▶ [Angezeigter Text]
August 2021: Die Wilhelm- Pieck- Oberschule heißt nun „Grundschule Süd“, und auch Titel wie „Schneidiges Regiment“, „Wandermarsch“ oder die „Internationale“ gehören der Vergangenheit an. Die Spielleute jedoch sind geblieben und haben zur nunmehr 49. Schnupperübungsstunde des Kinderspielmannszuges geladen. Ganz vorn steht: der langjährige Leiter des Nachwuchszuges Gottfried Hesse. Vor ihm sitzen die Neuanfänger und blicken ihn erwartungsvoll an, warten auf Trommelstöcke und Flöten, fast so wie 1972. 

Es ist sein 49. Spielleute- Jahrgang. Für dieses beeindruckende Lebenswerk wurde ihm bereits im Mai 2019 durch den Ministerpräsidenten des Freistaates Sachsen, Michael Kretschmer, der Sächsische Verdienstorden verliehen. Zum Gratulieren traten weit über 100 Radeberger Spielleute in drei Formationen – von den Jüngsten im Kinderzug bis zu den ältesten Spielleuten im Oldiezug – auf dem Radeberger Marktplatz an. Sie alle wurden, wie übrigens etwa 1300 weitere Personen, von ihm zu Spielleuten gemacht. Hut ab! 

Auszeichnung für ein herausragendes Lebenswerk: im Mai 2019 wurde Gottfried Hesse, Leiter und Gründer des Radeberger Kinderspielmannszuges, vom Sächsischen Ministerpräsidenten Michael Kretschmer geehrt.

▶ [Arbeitsanweisung] Überarbeite bitte im Text über den Kinderspielmannszug alles von „Es ist sein“ bis hinunter zu „Michael Kretschmer geehrt.“. Gib diesen Teil neu wieder und setze dabei „Markt“ an die Stelle von „Marktplatz“.

▶ [Zeilen]
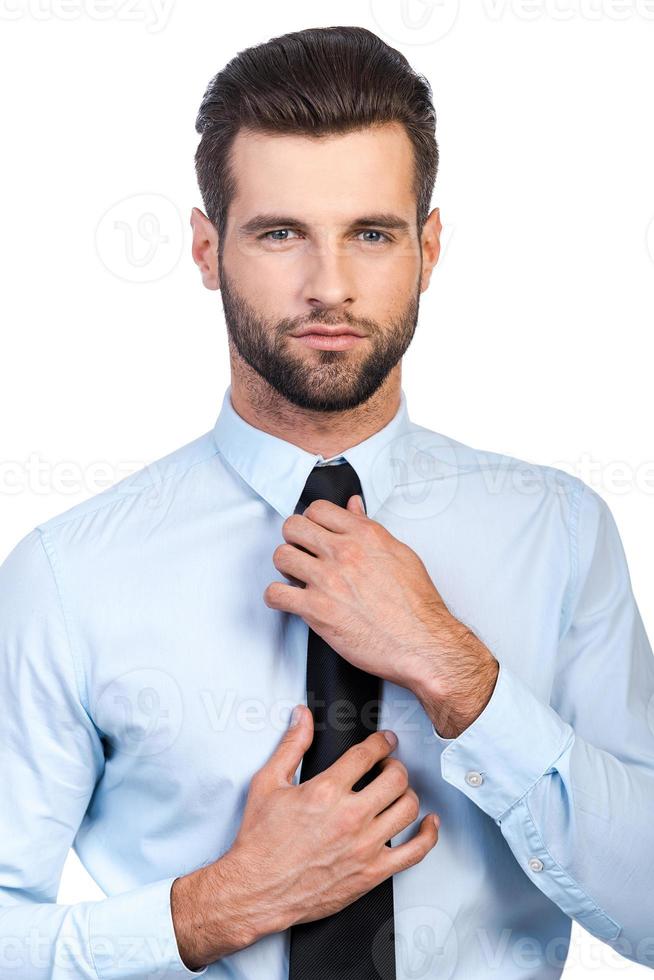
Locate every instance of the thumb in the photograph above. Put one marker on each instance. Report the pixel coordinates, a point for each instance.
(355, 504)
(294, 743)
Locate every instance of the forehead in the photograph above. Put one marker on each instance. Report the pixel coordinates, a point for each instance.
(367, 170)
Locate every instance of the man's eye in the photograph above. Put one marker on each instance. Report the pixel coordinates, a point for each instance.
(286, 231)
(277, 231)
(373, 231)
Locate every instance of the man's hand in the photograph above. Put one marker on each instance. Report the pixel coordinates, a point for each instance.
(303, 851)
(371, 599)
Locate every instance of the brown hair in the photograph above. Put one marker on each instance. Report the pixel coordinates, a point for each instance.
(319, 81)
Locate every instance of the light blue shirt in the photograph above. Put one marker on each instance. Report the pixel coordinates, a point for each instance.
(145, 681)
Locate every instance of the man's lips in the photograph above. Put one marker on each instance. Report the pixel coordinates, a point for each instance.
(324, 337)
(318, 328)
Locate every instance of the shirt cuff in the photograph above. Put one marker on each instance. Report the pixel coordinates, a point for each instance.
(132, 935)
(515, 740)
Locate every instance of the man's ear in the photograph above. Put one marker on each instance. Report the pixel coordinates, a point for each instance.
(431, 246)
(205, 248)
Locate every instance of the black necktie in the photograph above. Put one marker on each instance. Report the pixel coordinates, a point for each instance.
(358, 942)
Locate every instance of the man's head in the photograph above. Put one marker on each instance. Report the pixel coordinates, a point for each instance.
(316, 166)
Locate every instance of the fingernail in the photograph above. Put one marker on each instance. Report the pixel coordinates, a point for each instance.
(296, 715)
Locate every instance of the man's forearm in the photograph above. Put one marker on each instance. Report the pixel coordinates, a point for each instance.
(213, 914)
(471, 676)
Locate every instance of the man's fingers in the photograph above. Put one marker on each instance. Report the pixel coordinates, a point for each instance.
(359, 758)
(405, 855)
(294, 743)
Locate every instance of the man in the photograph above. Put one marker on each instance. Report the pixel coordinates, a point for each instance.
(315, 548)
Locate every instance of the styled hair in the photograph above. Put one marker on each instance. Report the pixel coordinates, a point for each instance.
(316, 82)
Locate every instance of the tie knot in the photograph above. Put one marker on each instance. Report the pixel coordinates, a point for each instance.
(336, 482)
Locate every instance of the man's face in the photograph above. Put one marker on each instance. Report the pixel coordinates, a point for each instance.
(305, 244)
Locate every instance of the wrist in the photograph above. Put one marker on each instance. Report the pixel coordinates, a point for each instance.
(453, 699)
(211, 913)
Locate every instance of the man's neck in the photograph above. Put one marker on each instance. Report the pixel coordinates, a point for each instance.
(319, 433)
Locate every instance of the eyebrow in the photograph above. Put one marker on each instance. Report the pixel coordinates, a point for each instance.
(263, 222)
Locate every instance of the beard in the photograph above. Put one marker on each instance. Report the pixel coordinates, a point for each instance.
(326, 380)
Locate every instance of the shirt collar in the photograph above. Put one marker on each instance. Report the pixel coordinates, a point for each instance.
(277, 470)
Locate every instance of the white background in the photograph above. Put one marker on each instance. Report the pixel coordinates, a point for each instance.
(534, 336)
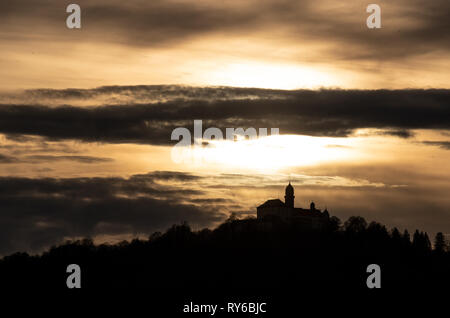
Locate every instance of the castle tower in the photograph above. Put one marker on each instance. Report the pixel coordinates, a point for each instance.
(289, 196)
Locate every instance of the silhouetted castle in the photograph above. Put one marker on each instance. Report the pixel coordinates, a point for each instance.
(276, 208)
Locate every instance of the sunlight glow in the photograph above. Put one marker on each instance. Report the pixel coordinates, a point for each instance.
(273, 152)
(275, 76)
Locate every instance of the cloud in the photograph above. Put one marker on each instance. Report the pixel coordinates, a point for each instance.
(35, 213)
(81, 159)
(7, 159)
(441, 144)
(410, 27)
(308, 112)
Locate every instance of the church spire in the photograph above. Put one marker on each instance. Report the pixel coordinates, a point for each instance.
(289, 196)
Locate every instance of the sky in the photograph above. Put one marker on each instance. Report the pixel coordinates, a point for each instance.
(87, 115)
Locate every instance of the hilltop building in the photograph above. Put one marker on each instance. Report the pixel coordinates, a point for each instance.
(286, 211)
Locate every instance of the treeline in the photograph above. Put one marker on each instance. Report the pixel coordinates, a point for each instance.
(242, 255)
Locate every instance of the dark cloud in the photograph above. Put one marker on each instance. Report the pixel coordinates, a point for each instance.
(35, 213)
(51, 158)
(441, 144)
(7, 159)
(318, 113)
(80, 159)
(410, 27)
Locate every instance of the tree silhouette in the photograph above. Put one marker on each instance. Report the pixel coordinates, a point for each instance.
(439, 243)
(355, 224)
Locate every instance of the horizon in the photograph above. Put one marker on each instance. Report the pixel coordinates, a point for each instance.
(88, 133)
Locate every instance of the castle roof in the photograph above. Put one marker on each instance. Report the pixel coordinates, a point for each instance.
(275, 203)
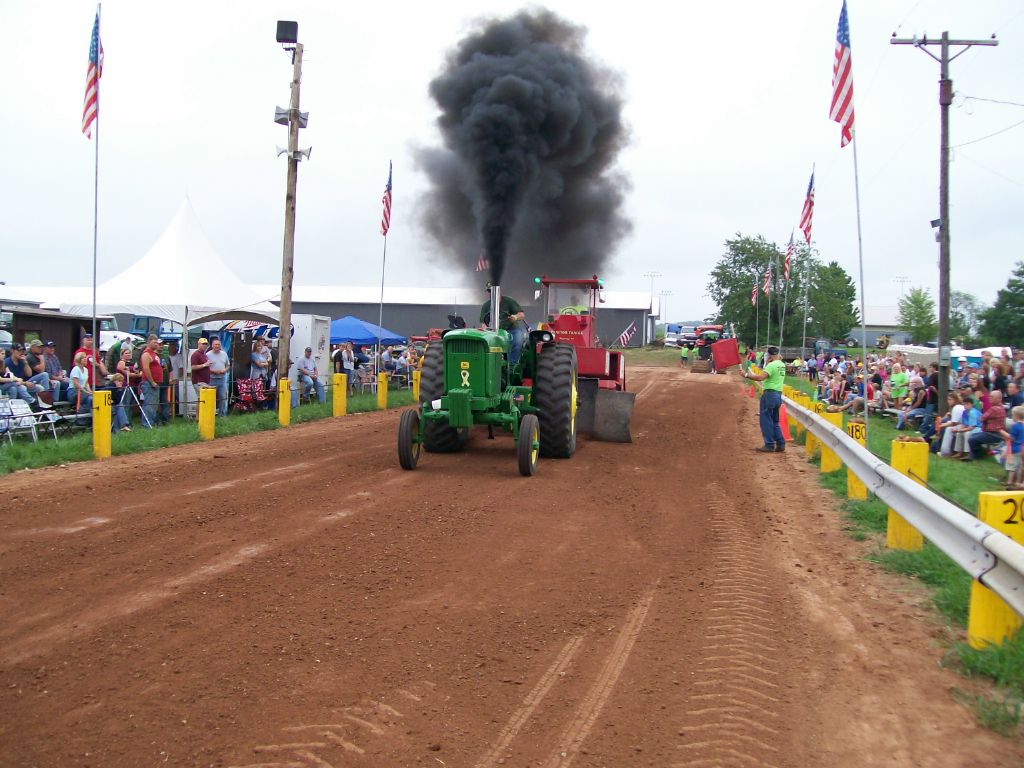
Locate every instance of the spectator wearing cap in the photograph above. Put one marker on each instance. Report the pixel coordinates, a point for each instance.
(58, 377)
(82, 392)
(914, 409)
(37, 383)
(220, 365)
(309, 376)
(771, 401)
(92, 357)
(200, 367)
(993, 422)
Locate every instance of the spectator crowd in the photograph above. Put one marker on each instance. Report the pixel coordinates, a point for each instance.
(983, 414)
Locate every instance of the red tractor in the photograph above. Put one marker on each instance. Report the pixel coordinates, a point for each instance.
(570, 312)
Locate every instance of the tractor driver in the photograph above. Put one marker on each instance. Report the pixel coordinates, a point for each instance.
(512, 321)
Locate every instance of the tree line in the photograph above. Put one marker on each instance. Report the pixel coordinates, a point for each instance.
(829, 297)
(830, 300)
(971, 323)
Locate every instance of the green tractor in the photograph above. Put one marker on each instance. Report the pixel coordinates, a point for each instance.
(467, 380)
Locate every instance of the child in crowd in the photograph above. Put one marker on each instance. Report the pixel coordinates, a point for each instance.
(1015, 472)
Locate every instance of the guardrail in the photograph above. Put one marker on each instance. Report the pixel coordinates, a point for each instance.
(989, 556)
==
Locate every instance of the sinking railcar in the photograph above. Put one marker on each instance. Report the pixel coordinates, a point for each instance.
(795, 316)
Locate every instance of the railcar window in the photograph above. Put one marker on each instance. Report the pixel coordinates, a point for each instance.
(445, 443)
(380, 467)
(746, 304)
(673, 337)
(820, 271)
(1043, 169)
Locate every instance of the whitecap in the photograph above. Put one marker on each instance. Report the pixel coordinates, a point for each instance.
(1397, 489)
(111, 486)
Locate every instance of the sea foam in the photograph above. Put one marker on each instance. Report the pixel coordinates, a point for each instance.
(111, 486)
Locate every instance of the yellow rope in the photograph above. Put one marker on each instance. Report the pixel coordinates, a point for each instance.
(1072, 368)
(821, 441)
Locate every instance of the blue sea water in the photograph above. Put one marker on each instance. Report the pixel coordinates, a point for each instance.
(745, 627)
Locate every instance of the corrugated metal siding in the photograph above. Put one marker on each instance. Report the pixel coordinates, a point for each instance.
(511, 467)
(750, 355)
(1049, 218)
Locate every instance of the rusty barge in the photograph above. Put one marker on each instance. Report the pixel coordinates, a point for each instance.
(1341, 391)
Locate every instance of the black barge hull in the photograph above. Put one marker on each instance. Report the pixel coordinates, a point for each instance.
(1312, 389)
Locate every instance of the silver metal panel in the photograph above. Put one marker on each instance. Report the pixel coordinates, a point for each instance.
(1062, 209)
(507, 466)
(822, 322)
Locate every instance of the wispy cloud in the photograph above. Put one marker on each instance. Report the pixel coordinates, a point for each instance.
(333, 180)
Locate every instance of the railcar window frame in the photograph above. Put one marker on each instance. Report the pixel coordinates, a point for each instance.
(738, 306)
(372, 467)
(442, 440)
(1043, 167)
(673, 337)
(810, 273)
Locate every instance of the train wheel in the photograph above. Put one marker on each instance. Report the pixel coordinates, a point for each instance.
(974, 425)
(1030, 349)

▶ [Lösung]
Es ist sein 49. Spielleute- Jahrgang. Für dieses beeindruckende Lebenswerk wurde ihm bereits im Mai 2019 durch den Ministerpräsidenten des Freistaates Sachsen, Michael Kretschmer, der Sächsische Verdienstorden verliehen. Zum Gratulieren traten weit über 100 Radeberger Spielleute in drei Formationen – von den Jüngsten im Kinderzug bis zu den ältesten Spielleuten im Oldiezug – auf dem Radeberger Markt an. Sie alle wurden, wie übrigens etwa 1300 weitere Personen, von ihm zu Spielleuten gemacht. Hut ab! 

Auszeichnung für ein herausragendes Lebenswerk: im Mai 2019 wurde Gottfried Hesse, Leiter und Gründer des Radeberger Kinderspielmannszuges, vom Sächsischen Ministerpräsidenten Michael Kretschmer geehrt.